● 課題要件
a) 本文について、次の問いに答えてください。
(i) 「ちびヤモリのゲッコ」はどこの昔話として紹介されていますか。
(ii) ゲッコが水を掘り当てお話が大団円を迎える頃、子どもたちの表情はどうなっていますか。
(iii) 寺井正憲教授はどの大学のどの学部に所属していますか。
b) 本文のうち「ひどい日照りで森の水が涸れ、」を含む語句で始まり「で、次のように述べています。」で終わる部分を、「手拍子」を「拍手」に差し替えて書き直してください。

● 読解用本文
=======

伝えるということ

2006年12月 語り手たちの会
語りは支えあい空間
 最近私は、お話会でよくアフリカの昔話「ちびヤモリのゲッコ」(マーガレット・リード・マクドナルド著、末吉正子 末吉優香里 共訳『ストーリーテリング入門』所収。一声社2006年)を語ります。
 ひどい日照りで森の水が涸れ、動物たちが干上がった川床を掘る競争をするのですが、水は出てきません。全ての動物が諦めかけたとき、小さなヤモリのゲッコだけがくじけずに、「ゲッコ、ゲッコ、重いぞ、ゲッコ、水だ、水だ、み・ず・だ!」と歌いながら水掘りダンスを続けます。はじめのうち聞き手の子どもたちはシラけた顔をしています。「バッカみたい……」と言う子もいます。誰もゲッコを応援して一緒に歌おうとしてはくれません。しかし、他の動物たちがひどい野次をとばす場面あたりから、子どもたちの気持ちは変わってきます。暴言にもめげず、ちびヤモリのゲッコがひたすら堀り続けているとき、子どもたちは一緒になって歌い、手拍子を打ってくれます。応援歌の声はどんどん大きくなります。はじめから頼んでも子どもたちはのってはくれません。自分よりも弱い者を馬鹿にしたい気持ち、大きい者の言う通りにしていた方が無難さ、という気持ちなどの表層面の方が勝っていて、屈折しているのです。しかし、ひどい虐めのことばにゲッコが傷ついた後、子どもたちの気持ちは奮起します。ゲッコがとうとう水を掘り当て、やがてお話は大団円を迎えるのですが、その頃には子どもたちの表情は喜びに輝いています。ゲッコと一体化して、やり遂げた満足感で心が充たされているのです。まさに語り手の「伝えたい」気持ちが聞き手に届き、心が繋がる瞬間、私が語り手としての醍醐味を感じる至福のときでもあります。
 千葉大学教育学部の寺井正憲教授は「語りというコミュニケーション、この愛語の営み」(『実践国語研究№242』明治図書2003年)の中で、次のように述べています。

=======

● 記録データ

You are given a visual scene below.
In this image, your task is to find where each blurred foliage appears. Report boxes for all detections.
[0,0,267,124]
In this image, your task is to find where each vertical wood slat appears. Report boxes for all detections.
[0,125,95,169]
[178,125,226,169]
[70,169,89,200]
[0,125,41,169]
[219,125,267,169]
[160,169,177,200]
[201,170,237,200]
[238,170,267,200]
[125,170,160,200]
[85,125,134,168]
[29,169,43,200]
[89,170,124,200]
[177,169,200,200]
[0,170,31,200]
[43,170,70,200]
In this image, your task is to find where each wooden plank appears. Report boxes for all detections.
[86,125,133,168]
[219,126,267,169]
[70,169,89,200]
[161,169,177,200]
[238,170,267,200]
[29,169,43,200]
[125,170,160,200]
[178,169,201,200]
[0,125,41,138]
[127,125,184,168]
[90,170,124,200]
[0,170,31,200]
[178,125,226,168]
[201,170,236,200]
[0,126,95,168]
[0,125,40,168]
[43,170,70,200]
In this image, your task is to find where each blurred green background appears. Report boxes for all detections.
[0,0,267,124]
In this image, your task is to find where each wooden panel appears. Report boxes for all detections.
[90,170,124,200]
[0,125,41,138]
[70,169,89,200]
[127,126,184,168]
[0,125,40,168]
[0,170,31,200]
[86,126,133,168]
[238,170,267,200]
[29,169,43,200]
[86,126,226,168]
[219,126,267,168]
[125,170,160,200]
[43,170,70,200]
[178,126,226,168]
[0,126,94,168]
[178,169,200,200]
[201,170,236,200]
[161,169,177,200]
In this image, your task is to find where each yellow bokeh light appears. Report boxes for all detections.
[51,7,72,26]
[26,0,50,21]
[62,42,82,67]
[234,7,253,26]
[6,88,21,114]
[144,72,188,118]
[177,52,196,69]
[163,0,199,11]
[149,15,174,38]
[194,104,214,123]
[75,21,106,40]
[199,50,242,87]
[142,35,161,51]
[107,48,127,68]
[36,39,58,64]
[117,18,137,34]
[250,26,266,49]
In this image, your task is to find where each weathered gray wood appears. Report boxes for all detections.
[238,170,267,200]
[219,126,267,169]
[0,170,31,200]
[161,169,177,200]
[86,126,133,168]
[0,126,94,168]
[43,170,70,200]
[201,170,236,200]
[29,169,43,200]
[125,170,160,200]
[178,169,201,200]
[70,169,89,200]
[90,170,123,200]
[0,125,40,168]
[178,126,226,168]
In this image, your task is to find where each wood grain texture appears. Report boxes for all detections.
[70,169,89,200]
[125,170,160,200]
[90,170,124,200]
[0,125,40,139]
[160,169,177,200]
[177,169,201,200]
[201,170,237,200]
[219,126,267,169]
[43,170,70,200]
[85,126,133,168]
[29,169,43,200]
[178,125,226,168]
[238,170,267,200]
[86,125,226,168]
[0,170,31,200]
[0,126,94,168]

=======

● 課題別解答
a)
(i) アフリカの昔話
(ii) 喜びに輝いている
(iii) 千葉大学教育学部

b)
ひどい日照りで森の水が涸れ、動物たちが干上がった川床を掘る競争をするのですが、水は出てきません。全ての動物が諦めかけたとき、小さなヤモリのゲッコだけがくじけずに、「ゲッコ、ゲッコ、重いぞ、ゲッコ、水だ、水だ、み・ず・だ!」と歌いながら水掘りダンスを続けます。はじめのうち聞き手の子どもたちはシラけた顔をしています。「バッカみたい……」と言う子もいます。誰もゲッコを応援して一緒に歌おうとしてはくれません。しかし、他の動物たちがひどい野次をとばす場面あたりから、子どもたちの気持ちは変わってきます。暴言にもめげず、ちびヤモリのゲッコがひたすら堀り続けているとき、子どもたちは一緒になって歌い、拍手を打ってくれます。応援歌の声はどんどん大きくなります。はじめから頼んでも子どもたちはのってはくれません。自分よりも弱い者を馬鹿にしたい気持ち、大きい者の言う通りにしていた方が無難さ、という気持ちなどの表層面の方が勝っていて、屈折しているのです。しかし、ひどい虐めのことばにゲッコが傷ついた後、子どもたちの気持ちは奮起します。ゲッコがとうとう水を掘り当て、やがてお話は大団円を迎えるのですが、その頃には子どもたちの表情は喜びに輝いています。ゲッコと一体化して、やり遂げた満足感で心が充たされているのです。まさに語り手の「伝えたい」気持ちが聞き手に届き、心が繋がる瞬間、私が語り手としての醍醐味を感じる至福のときでもあります。
 千葉大学教育学部の寺井正憲教授は「語りというコミュニケーション、この愛語の営み」(『実践国語研究№242』明治図書2003年)の中で、次のように述べています。